# Description of the task:
Reprint all records below exactly. No images.

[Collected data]
--------------------------------

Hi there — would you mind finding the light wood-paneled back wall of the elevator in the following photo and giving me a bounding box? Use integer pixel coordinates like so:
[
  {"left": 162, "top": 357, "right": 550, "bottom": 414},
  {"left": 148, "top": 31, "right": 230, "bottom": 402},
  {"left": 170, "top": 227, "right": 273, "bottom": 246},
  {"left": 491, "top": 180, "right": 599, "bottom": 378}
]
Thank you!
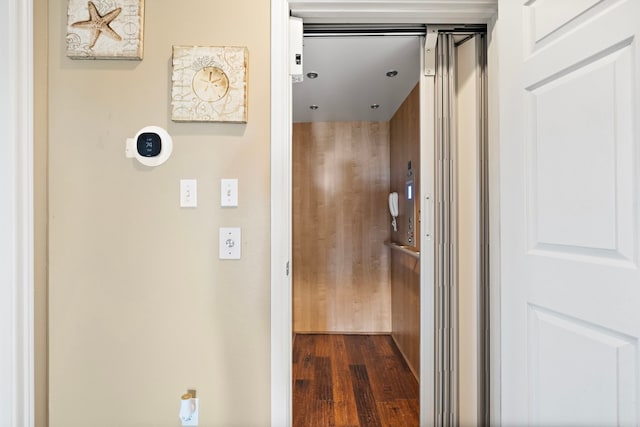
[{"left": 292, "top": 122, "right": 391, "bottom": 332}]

--------------------------------

# Result:
Hi there — would you mind finding the light wood-paneled back wall of the elevator in the following photo and giving me a bounding box? Use integer pixel coordinates like so:
[
  {"left": 162, "top": 357, "right": 550, "bottom": 414},
  {"left": 148, "top": 31, "right": 230, "bottom": 402},
  {"left": 170, "top": 227, "right": 273, "bottom": 246},
  {"left": 491, "top": 180, "right": 599, "bottom": 378}
]
Thank you!
[{"left": 292, "top": 122, "right": 391, "bottom": 332}]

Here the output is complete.